**PAGE EXCERPT:**
The
English Department Reading Series provides students, faculty, and the local
community with the opportunity to hear published creative writers read from
their works. Featured writers include nationally and internationally
renowned authors, regional writers, and local writers. There are eleven
readings a semester (beginning the second week of the term), held each Friday
at noon in the auditorium of the Harold B. Lee Library on campus.
Following the reading, audience members can attend a reception, meet the
visiting writer, and purchase books the writer will sign.
The
schedule for Winter 2008 semester is as follows:
Jan.
18 Dean Hughes
Jan.
25 Linda Gregerson
Feb.
1 Eric Eliason
Feb.
8 Michael Sowder
Feb.
15 Gail Carson
Levine
Feb.
22 Bruce Jorgensen
Feb.
29 Billy Collins
Mar.
7 Todd
Petersen
Mar.
14 Paisley Rekdal
Mar.

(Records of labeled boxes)
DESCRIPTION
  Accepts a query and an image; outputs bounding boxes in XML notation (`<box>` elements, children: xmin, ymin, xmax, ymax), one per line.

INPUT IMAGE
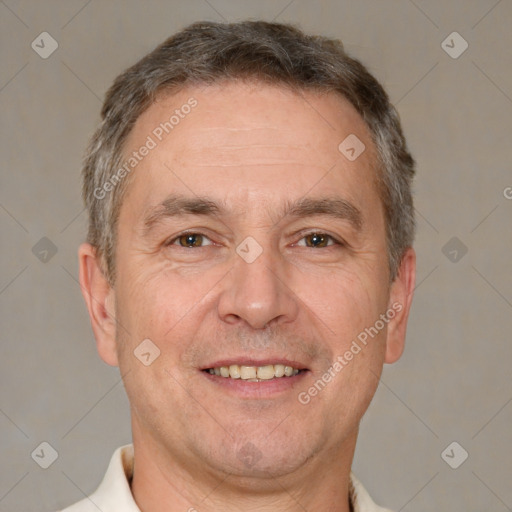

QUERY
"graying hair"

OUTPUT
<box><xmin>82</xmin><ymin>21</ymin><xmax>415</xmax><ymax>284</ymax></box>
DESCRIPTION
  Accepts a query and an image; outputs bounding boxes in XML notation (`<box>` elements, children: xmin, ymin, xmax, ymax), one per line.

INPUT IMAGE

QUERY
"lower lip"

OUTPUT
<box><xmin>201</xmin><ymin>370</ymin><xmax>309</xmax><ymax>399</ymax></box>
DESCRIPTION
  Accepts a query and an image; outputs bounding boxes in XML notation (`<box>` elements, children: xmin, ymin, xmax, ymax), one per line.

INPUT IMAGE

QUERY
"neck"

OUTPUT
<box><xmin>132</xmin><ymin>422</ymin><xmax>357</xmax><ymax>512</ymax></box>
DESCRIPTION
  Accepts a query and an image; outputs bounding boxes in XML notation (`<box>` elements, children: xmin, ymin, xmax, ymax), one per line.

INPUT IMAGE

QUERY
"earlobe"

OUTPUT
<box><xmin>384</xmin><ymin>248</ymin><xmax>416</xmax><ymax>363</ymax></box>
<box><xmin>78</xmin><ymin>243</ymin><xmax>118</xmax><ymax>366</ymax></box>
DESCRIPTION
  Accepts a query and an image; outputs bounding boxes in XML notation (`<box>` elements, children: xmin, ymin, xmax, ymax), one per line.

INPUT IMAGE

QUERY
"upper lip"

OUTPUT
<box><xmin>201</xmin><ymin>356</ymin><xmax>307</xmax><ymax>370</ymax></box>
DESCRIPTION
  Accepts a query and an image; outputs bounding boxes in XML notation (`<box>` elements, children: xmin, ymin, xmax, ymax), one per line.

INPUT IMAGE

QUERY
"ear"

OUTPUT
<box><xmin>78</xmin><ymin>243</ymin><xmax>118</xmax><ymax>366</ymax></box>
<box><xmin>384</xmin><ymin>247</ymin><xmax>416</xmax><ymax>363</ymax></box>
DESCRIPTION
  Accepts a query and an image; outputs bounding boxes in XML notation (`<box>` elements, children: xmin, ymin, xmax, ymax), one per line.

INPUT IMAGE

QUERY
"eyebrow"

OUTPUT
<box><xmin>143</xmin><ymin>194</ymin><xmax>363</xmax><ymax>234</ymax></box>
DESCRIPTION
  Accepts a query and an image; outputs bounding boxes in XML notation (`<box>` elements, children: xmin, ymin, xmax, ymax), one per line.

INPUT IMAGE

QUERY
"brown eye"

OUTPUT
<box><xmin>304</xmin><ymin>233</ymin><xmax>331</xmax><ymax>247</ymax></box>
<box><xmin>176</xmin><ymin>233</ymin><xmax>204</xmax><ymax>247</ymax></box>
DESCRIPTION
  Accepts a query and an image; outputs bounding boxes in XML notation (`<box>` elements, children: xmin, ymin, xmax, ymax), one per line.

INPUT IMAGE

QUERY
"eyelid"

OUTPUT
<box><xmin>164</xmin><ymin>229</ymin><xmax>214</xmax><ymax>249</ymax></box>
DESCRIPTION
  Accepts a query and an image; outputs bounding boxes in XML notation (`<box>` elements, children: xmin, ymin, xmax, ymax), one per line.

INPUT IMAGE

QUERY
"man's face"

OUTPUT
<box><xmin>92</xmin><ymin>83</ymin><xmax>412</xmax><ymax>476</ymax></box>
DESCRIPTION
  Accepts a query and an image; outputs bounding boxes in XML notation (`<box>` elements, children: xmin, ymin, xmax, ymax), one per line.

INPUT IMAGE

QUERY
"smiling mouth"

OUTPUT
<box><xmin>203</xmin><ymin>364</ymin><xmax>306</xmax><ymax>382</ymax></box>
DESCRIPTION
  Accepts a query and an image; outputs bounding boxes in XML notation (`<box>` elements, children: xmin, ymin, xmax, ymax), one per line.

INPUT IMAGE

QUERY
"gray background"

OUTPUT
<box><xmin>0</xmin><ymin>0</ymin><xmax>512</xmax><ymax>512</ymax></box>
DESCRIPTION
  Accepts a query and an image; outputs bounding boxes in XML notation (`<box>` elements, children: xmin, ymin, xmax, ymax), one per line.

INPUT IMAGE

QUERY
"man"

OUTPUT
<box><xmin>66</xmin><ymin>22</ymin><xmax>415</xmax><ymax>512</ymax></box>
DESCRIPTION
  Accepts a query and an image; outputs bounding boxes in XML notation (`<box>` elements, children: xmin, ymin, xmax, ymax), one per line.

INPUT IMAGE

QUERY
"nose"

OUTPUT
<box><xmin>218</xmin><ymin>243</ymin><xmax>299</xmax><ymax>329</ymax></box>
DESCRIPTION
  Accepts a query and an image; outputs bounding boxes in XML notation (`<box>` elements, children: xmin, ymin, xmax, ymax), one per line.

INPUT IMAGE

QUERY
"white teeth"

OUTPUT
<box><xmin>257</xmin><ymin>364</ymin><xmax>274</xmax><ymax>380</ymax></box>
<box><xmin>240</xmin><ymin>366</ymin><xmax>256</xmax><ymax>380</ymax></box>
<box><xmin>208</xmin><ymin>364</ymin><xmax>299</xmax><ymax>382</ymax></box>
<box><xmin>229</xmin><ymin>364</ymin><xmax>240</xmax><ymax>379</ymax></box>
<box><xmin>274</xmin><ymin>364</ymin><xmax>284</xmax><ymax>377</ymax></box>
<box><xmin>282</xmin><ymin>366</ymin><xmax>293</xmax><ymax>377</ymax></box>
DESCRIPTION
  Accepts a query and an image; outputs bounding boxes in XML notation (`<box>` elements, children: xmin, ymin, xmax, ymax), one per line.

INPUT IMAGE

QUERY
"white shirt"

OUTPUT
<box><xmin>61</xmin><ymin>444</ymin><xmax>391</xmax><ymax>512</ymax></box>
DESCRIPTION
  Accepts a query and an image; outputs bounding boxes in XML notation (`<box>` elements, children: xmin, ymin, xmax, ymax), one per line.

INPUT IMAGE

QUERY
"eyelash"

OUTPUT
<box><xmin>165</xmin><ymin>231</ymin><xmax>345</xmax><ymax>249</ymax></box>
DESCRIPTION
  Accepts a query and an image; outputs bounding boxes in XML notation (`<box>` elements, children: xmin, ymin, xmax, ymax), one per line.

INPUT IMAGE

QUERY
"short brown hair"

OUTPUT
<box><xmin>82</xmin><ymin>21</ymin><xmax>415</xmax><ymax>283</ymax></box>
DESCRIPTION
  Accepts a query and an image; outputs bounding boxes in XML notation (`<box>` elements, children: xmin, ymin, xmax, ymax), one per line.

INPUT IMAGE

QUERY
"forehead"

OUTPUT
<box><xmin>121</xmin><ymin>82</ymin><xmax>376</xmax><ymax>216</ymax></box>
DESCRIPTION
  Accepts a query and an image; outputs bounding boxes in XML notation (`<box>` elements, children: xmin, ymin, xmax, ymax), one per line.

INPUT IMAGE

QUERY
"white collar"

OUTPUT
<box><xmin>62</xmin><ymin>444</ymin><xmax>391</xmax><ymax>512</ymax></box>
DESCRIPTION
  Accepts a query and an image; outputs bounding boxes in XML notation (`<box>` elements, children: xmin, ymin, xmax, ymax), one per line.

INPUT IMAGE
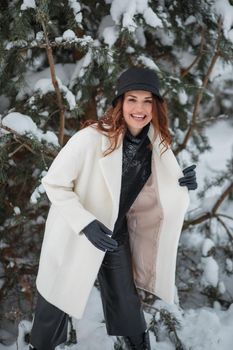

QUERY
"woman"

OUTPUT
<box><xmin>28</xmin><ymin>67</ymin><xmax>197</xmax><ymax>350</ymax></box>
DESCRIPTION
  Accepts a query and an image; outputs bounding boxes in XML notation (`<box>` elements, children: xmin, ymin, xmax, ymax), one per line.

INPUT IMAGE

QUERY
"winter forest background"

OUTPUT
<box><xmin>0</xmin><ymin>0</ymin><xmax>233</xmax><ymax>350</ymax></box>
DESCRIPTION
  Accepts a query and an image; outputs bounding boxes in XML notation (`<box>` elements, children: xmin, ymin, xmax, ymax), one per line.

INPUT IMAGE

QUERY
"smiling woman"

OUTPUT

**STATED TASK 1:** List every writer the reading series page schedules for a February reading.
**STATED TASK 2:** According to the reading series page, on what day of the week and at what time are the readings held?

**FULL SOLUTION 1:** Eric Eliason, Michael Sowder, Gail Carson Levine, Bruce Jorgensen, Billy Collins

**FULL SOLUTION 2:** Each Friday at noon.